● What the exercise asks
Work out how many lines in the data below contain the string "place", and reply with that figure alone.

►

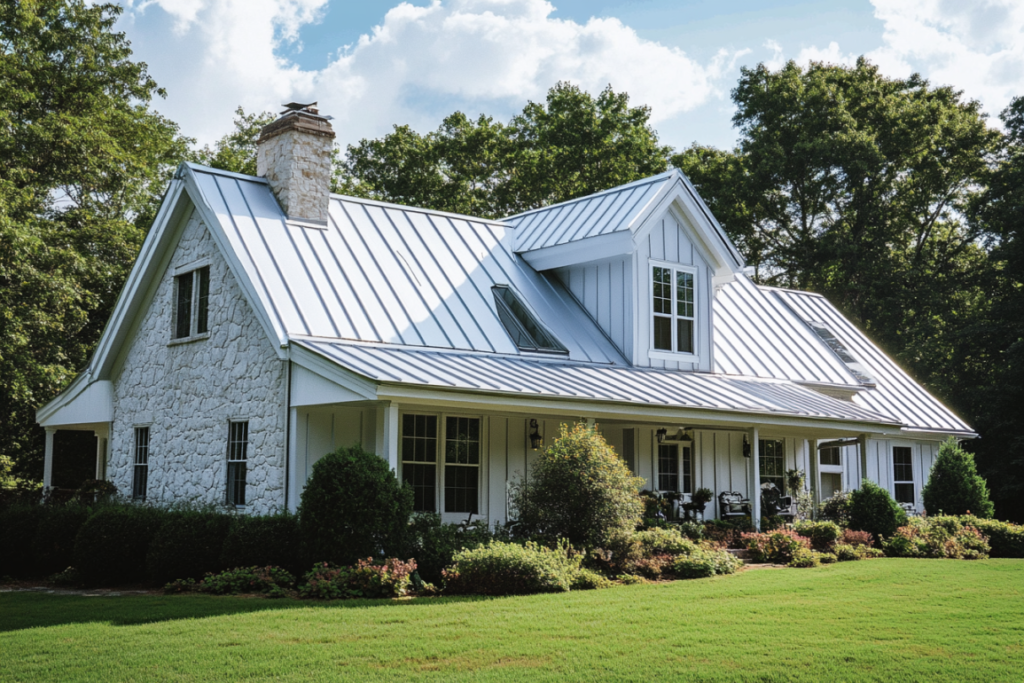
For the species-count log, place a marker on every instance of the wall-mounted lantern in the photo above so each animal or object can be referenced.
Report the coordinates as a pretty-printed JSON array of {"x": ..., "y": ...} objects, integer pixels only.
[{"x": 536, "y": 440}]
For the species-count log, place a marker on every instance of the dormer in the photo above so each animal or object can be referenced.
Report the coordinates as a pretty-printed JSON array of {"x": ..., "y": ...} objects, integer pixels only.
[{"x": 643, "y": 260}]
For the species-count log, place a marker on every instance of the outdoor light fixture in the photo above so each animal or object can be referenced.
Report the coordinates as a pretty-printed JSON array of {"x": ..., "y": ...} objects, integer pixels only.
[{"x": 536, "y": 440}]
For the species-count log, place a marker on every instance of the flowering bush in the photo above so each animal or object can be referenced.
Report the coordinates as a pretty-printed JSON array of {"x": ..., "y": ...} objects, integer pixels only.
[
  {"x": 778, "y": 547},
  {"x": 937, "y": 538},
  {"x": 366, "y": 579}
]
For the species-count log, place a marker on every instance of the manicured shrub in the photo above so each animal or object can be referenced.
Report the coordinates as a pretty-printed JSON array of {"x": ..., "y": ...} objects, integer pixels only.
[
  {"x": 506, "y": 568},
  {"x": 823, "y": 535},
  {"x": 704, "y": 562},
  {"x": 579, "y": 489},
  {"x": 937, "y": 538},
  {"x": 352, "y": 507},
  {"x": 111, "y": 546},
  {"x": 263, "y": 541},
  {"x": 53, "y": 547},
  {"x": 778, "y": 547},
  {"x": 837, "y": 508},
  {"x": 954, "y": 487},
  {"x": 18, "y": 523},
  {"x": 188, "y": 545},
  {"x": 1006, "y": 539},
  {"x": 873, "y": 510},
  {"x": 390, "y": 579},
  {"x": 434, "y": 544}
]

◄

● Response to the exercise
5